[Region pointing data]
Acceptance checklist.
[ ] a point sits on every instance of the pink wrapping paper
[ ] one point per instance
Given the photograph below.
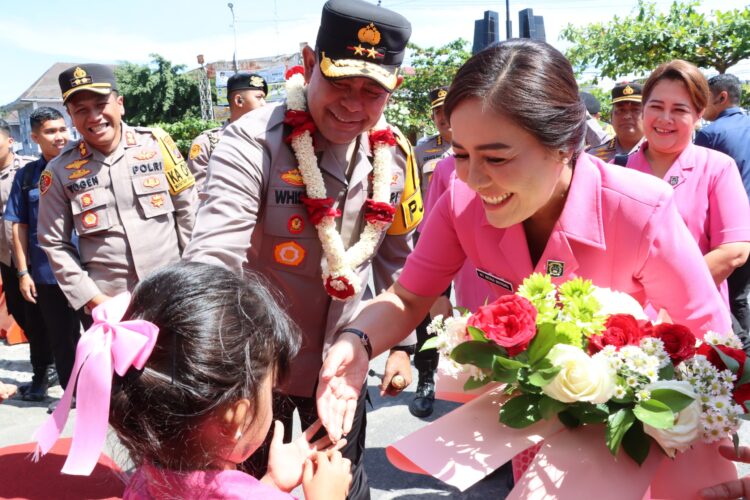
(469, 443)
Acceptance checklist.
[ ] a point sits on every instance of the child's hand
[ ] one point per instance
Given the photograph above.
(329, 478)
(286, 461)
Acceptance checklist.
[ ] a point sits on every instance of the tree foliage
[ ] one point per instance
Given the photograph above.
(409, 106)
(158, 92)
(184, 131)
(639, 43)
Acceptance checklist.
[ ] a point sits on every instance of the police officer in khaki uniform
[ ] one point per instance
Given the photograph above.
(435, 147)
(252, 216)
(9, 164)
(429, 153)
(125, 190)
(245, 92)
(627, 122)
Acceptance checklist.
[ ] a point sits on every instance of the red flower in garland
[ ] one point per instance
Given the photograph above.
(318, 208)
(378, 211)
(294, 70)
(339, 287)
(384, 136)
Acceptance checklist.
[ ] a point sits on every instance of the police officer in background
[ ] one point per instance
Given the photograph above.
(429, 153)
(253, 214)
(125, 190)
(627, 121)
(245, 92)
(9, 164)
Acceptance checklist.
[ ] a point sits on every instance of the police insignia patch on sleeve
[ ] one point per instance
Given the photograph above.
(178, 175)
(45, 181)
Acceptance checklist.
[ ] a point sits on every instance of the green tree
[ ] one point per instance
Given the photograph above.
(409, 106)
(184, 131)
(637, 44)
(158, 92)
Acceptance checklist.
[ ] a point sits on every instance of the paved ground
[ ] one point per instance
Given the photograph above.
(388, 421)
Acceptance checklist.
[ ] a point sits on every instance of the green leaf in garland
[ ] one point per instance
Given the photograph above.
(618, 424)
(654, 413)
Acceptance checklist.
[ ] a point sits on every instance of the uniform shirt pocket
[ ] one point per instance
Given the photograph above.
(290, 241)
(152, 192)
(90, 213)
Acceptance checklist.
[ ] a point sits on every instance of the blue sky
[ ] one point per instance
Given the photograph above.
(37, 33)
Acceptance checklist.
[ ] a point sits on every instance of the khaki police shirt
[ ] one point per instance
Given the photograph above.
(609, 149)
(251, 218)
(133, 211)
(428, 153)
(7, 174)
(200, 152)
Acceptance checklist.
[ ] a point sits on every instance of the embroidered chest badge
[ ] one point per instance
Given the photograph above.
(555, 268)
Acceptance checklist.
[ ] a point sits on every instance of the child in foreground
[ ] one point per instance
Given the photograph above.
(194, 357)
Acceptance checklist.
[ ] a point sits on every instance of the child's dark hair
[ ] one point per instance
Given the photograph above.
(220, 335)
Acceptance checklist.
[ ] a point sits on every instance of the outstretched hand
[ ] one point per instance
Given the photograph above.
(286, 461)
(341, 378)
(738, 488)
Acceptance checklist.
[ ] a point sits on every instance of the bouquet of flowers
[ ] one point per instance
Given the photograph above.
(589, 355)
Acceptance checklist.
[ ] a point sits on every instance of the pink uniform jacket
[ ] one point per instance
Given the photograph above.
(619, 228)
(471, 291)
(709, 195)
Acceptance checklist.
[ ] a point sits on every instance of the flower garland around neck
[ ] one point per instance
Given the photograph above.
(339, 269)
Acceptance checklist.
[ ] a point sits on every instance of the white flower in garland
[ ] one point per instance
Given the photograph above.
(339, 270)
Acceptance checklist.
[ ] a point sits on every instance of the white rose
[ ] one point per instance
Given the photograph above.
(613, 302)
(686, 428)
(582, 378)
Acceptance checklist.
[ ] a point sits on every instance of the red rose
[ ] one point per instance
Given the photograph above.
(294, 70)
(713, 357)
(679, 341)
(376, 211)
(339, 287)
(382, 137)
(620, 330)
(510, 322)
(318, 208)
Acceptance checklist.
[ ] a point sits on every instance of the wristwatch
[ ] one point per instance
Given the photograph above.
(363, 338)
(408, 349)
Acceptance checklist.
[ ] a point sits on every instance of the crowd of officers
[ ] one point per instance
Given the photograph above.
(92, 217)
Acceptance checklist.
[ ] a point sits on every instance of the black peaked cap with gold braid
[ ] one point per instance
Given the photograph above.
(97, 78)
(360, 39)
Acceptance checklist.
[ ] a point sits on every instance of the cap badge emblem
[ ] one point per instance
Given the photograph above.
(369, 34)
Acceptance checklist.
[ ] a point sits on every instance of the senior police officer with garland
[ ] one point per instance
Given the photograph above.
(125, 190)
(264, 198)
(245, 92)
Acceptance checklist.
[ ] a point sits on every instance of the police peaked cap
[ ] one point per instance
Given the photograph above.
(360, 39)
(246, 81)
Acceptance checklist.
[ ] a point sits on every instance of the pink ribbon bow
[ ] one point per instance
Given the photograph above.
(109, 346)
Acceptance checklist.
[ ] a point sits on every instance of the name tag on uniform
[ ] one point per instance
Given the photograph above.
(495, 280)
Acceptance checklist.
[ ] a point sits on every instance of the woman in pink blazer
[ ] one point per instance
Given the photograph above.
(708, 190)
(530, 200)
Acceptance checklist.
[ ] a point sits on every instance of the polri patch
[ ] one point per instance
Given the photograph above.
(495, 280)
(555, 268)
(289, 253)
(45, 181)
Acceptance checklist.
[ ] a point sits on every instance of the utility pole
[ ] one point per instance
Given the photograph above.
(204, 87)
(508, 25)
(234, 29)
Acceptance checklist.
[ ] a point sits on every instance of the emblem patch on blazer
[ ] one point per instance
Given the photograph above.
(289, 253)
(555, 268)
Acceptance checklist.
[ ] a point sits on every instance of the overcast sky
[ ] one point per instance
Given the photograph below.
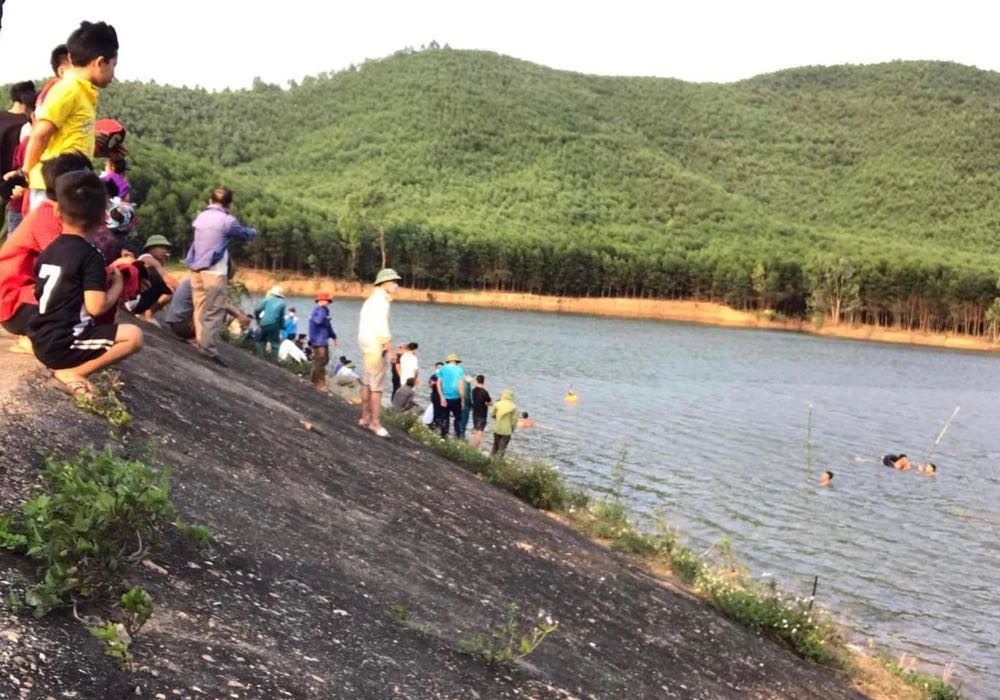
(220, 43)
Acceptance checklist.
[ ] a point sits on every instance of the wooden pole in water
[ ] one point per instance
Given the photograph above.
(941, 435)
(809, 445)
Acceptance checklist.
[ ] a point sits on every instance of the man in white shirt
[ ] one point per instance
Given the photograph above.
(377, 350)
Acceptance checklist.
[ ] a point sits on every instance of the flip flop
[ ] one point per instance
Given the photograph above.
(76, 388)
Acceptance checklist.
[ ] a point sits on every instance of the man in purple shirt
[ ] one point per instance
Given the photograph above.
(208, 260)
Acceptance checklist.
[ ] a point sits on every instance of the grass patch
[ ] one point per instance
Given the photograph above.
(105, 401)
(931, 687)
(534, 482)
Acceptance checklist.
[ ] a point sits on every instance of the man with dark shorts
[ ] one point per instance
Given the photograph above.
(72, 290)
(481, 402)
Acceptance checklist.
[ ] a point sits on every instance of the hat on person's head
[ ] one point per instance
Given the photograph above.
(386, 275)
(157, 240)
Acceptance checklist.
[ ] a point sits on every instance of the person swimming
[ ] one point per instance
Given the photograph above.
(900, 462)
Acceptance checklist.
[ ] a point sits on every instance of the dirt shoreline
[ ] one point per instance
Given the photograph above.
(701, 312)
(321, 534)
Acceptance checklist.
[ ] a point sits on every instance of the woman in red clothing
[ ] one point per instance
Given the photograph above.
(20, 251)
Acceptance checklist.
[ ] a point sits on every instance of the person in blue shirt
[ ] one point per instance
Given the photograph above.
(451, 380)
(320, 334)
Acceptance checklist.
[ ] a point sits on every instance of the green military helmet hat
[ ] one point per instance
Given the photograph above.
(386, 275)
(157, 240)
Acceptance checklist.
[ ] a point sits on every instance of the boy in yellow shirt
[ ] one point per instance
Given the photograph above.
(65, 121)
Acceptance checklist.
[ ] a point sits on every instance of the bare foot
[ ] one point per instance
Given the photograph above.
(22, 346)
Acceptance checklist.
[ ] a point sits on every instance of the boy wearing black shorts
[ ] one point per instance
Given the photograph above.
(480, 407)
(71, 292)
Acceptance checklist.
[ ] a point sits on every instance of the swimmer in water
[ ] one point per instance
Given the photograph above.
(900, 462)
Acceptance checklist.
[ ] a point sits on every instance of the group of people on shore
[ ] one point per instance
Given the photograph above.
(66, 270)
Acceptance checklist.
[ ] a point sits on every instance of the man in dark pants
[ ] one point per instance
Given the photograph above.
(320, 334)
(451, 385)
(434, 382)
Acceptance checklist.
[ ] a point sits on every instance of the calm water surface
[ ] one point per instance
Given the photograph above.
(712, 424)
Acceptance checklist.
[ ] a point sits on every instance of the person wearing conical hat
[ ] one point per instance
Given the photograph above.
(377, 350)
(154, 256)
(270, 314)
(504, 414)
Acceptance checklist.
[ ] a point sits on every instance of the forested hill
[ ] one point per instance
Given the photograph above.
(867, 192)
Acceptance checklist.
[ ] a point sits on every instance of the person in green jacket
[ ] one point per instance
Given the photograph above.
(504, 414)
(270, 314)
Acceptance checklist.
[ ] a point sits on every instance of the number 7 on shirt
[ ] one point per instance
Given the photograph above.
(51, 275)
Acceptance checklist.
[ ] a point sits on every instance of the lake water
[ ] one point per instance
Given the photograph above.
(712, 426)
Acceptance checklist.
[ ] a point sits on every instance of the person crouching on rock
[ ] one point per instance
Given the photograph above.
(161, 286)
(71, 292)
(19, 253)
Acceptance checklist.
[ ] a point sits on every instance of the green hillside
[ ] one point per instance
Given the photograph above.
(862, 192)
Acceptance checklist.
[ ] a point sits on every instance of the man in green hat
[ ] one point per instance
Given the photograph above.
(161, 286)
(377, 349)
(504, 421)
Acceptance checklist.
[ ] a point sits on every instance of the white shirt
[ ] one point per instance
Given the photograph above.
(408, 366)
(373, 324)
(289, 350)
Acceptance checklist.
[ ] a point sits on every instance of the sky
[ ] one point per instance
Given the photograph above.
(226, 43)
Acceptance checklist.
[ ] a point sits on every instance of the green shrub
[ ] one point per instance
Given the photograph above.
(512, 640)
(137, 608)
(99, 513)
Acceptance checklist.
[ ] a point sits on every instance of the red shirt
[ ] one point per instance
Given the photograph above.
(19, 254)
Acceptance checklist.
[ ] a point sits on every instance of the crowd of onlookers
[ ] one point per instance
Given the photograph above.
(71, 261)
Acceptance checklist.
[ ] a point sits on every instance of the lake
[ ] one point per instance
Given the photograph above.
(711, 426)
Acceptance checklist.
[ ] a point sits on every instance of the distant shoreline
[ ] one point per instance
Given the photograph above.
(702, 312)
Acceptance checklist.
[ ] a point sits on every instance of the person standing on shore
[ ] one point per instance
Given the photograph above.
(375, 341)
(504, 422)
(270, 314)
(481, 402)
(320, 334)
(208, 260)
(451, 380)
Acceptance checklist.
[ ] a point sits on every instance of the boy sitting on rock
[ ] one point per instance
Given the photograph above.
(72, 290)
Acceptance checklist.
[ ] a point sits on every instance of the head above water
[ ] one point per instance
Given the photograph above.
(223, 196)
(93, 47)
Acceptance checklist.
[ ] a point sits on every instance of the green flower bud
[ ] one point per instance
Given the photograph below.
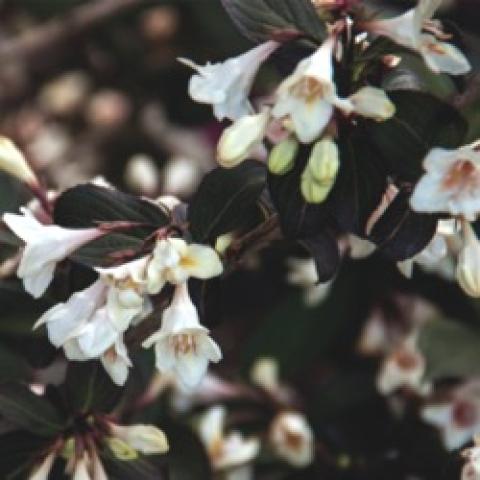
(282, 156)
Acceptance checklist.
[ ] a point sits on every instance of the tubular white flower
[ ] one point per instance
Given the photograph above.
(292, 439)
(451, 183)
(175, 261)
(45, 246)
(13, 162)
(42, 471)
(468, 265)
(308, 96)
(226, 86)
(373, 103)
(241, 138)
(225, 451)
(183, 347)
(146, 439)
(116, 362)
(407, 30)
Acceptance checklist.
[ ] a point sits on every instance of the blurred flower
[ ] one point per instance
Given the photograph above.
(226, 86)
(451, 183)
(468, 266)
(13, 162)
(303, 273)
(404, 367)
(241, 138)
(45, 246)
(407, 30)
(321, 171)
(175, 261)
(292, 439)
(183, 347)
(142, 175)
(457, 419)
(42, 471)
(65, 94)
(226, 452)
(146, 439)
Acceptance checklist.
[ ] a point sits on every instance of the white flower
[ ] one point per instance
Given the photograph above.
(13, 162)
(225, 451)
(457, 419)
(302, 272)
(116, 362)
(175, 261)
(451, 183)
(183, 347)
(42, 471)
(468, 265)
(45, 246)
(404, 367)
(292, 439)
(373, 103)
(308, 96)
(146, 439)
(240, 139)
(407, 30)
(226, 86)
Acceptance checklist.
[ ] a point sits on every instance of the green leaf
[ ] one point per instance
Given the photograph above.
(29, 411)
(421, 122)
(450, 349)
(88, 205)
(226, 200)
(261, 20)
(89, 388)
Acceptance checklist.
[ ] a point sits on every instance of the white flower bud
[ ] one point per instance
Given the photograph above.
(468, 266)
(13, 162)
(282, 156)
(373, 103)
(238, 140)
(146, 439)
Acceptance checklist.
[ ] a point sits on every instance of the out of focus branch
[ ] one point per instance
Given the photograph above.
(40, 40)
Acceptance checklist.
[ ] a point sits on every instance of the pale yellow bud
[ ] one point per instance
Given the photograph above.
(282, 156)
(468, 266)
(120, 449)
(146, 439)
(240, 139)
(373, 103)
(13, 162)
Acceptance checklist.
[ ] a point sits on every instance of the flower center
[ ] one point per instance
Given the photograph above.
(462, 174)
(184, 343)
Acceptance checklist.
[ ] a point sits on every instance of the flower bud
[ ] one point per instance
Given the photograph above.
(146, 439)
(468, 266)
(238, 140)
(13, 162)
(282, 156)
(373, 103)
(120, 449)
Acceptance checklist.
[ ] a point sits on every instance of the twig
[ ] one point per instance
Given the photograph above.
(39, 40)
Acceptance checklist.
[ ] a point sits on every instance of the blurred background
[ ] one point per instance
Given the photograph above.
(93, 88)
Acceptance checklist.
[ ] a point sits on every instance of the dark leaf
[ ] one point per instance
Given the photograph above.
(88, 387)
(421, 122)
(401, 233)
(298, 218)
(87, 205)
(324, 250)
(29, 411)
(450, 349)
(226, 200)
(261, 20)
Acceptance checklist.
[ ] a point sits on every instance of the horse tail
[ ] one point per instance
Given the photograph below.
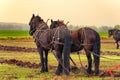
(96, 51)
(66, 51)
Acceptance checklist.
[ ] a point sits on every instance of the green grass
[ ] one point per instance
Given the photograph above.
(26, 33)
(13, 72)
(103, 34)
(15, 33)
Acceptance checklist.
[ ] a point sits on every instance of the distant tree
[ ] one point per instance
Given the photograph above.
(117, 27)
(104, 28)
(94, 27)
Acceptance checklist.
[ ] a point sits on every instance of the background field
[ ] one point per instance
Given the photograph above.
(22, 39)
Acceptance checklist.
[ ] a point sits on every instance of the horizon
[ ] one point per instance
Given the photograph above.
(77, 12)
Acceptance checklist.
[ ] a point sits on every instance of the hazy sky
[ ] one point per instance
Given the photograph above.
(77, 12)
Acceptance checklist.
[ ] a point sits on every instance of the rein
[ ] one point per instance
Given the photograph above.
(84, 34)
(39, 29)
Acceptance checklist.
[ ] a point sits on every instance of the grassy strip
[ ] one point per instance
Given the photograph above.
(9, 33)
(26, 33)
(10, 72)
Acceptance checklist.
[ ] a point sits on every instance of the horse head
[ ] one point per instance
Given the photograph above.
(34, 22)
(55, 24)
(111, 32)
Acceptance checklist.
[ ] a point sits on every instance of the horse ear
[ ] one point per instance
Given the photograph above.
(51, 21)
(33, 15)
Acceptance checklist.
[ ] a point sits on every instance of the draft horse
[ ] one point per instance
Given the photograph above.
(58, 39)
(116, 36)
(87, 39)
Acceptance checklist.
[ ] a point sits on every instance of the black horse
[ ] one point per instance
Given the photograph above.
(116, 35)
(58, 39)
(87, 39)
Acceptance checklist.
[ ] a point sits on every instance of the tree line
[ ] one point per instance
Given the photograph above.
(99, 29)
(20, 26)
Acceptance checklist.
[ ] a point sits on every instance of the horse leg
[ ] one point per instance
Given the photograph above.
(59, 68)
(117, 45)
(40, 50)
(46, 60)
(89, 69)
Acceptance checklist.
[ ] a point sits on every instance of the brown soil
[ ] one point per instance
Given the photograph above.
(25, 49)
(15, 48)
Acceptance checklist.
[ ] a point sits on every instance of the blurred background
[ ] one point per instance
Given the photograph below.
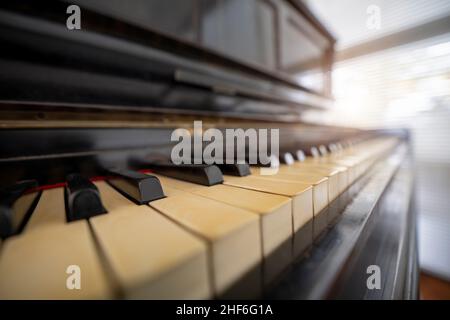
(395, 72)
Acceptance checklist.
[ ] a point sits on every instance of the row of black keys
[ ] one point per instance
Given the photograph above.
(82, 197)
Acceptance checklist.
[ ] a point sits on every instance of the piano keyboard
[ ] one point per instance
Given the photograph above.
(187, 241)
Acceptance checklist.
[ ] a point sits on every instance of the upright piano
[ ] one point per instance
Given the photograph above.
(92, 207)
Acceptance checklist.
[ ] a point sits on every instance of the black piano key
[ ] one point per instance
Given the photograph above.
(323, 150)
(300, 155)
(287, 158)
(203, 174)
(240, 170)
(16, 205)
(141, 187)
(82, 198)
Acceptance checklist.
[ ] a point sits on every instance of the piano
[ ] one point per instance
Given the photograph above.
(93, 207)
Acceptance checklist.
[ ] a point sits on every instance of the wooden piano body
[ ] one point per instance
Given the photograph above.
(111, 94)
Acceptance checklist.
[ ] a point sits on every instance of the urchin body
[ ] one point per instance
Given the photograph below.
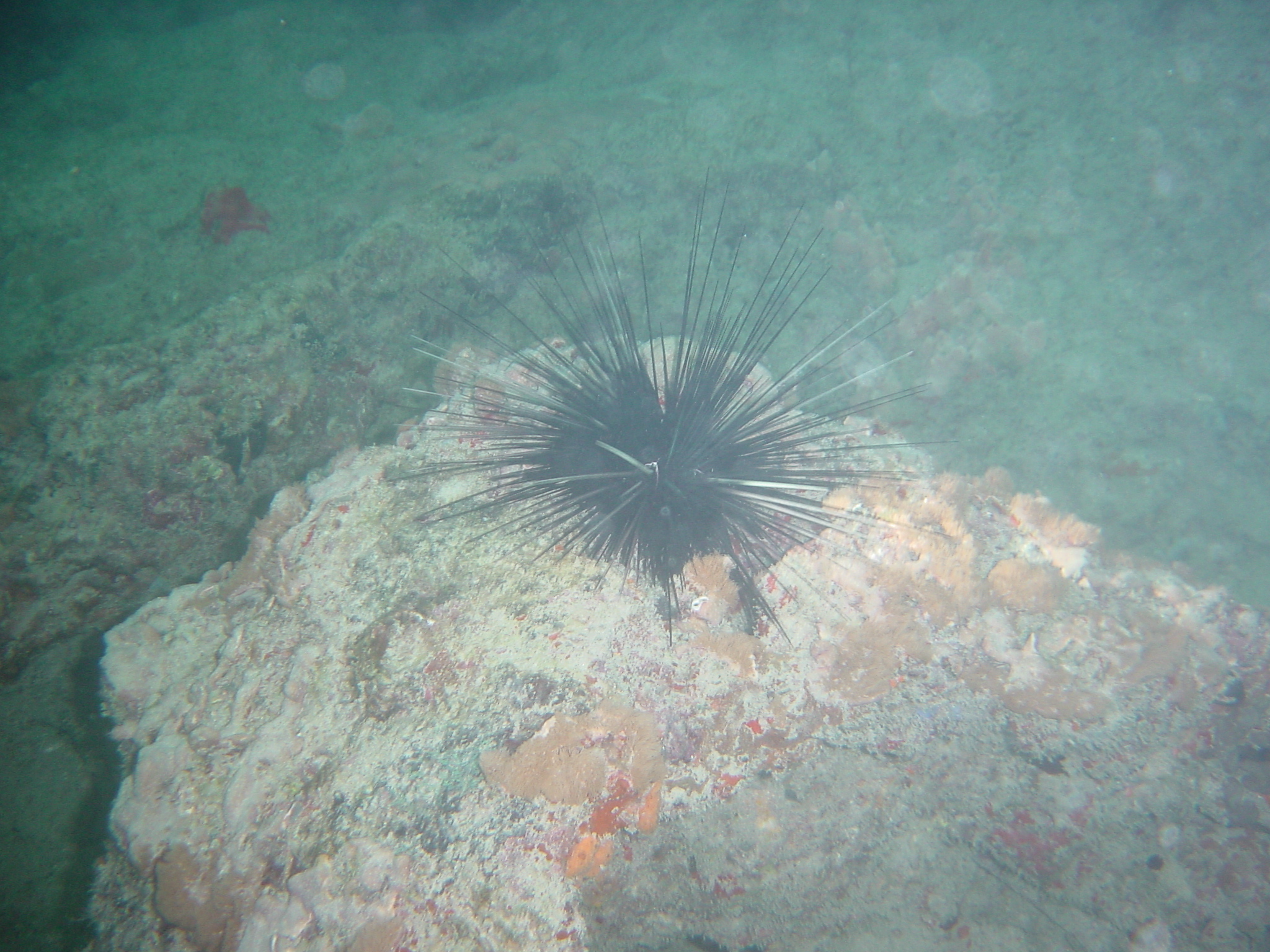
(649, 450)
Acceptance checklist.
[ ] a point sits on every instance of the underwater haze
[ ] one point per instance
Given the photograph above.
(220, 226)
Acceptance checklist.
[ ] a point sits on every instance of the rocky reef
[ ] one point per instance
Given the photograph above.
(376, 731)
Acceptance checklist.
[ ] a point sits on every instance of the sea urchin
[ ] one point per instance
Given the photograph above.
(648, 443)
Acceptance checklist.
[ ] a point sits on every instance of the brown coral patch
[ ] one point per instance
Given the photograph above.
(1038, 517)
(569, 759)
(1026, 587)
(863, 663)
(191, 896)
(741, 650)
(709, 578)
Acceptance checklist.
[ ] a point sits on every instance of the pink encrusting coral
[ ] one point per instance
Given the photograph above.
(958, 695)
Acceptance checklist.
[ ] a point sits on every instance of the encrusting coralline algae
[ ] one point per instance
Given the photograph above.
(378, 733)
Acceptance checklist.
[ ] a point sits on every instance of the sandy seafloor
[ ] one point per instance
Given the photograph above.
(1061, 203)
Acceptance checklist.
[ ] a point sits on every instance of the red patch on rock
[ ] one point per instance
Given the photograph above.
(230, 211)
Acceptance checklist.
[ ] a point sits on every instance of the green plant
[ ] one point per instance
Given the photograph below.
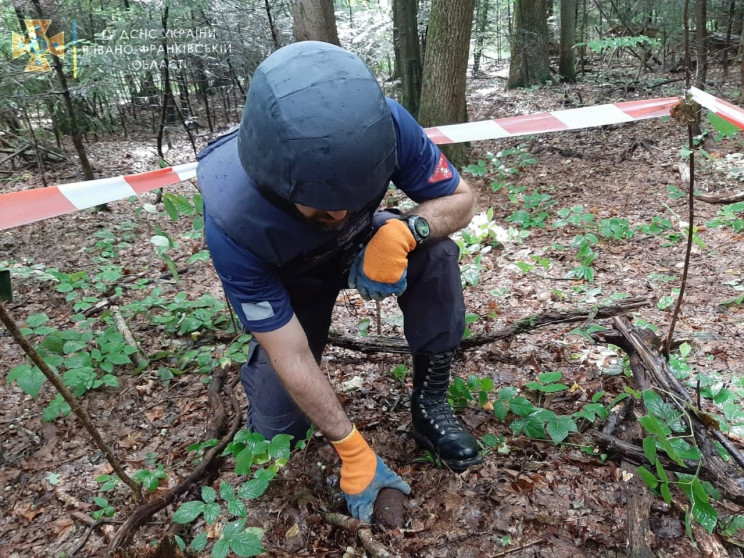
(461, 392)
(150, 479)
(728, 216)
(668, 426)
(585, 255)
(574, 216)
(106, 509)
(87, 357)
(399, 372)
(253, 455)
(534, 212)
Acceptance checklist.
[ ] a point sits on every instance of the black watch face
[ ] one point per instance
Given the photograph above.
(422, 227)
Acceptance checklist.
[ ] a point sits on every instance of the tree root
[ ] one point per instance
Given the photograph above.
(527, 324)
(650, 371)
(211, 461)
(375, 548)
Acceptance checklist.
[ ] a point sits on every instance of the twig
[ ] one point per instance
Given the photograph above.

HOW TO COMPLETE THIS TASK:
Extract from the data every line where "child" shows up.

RESPONSE BOX:
[ ] a point sits on every instance of the child's hand
[ ] a point sits on every instance of the child in foreground
[ ] a point sits on every instance of the child's dark hair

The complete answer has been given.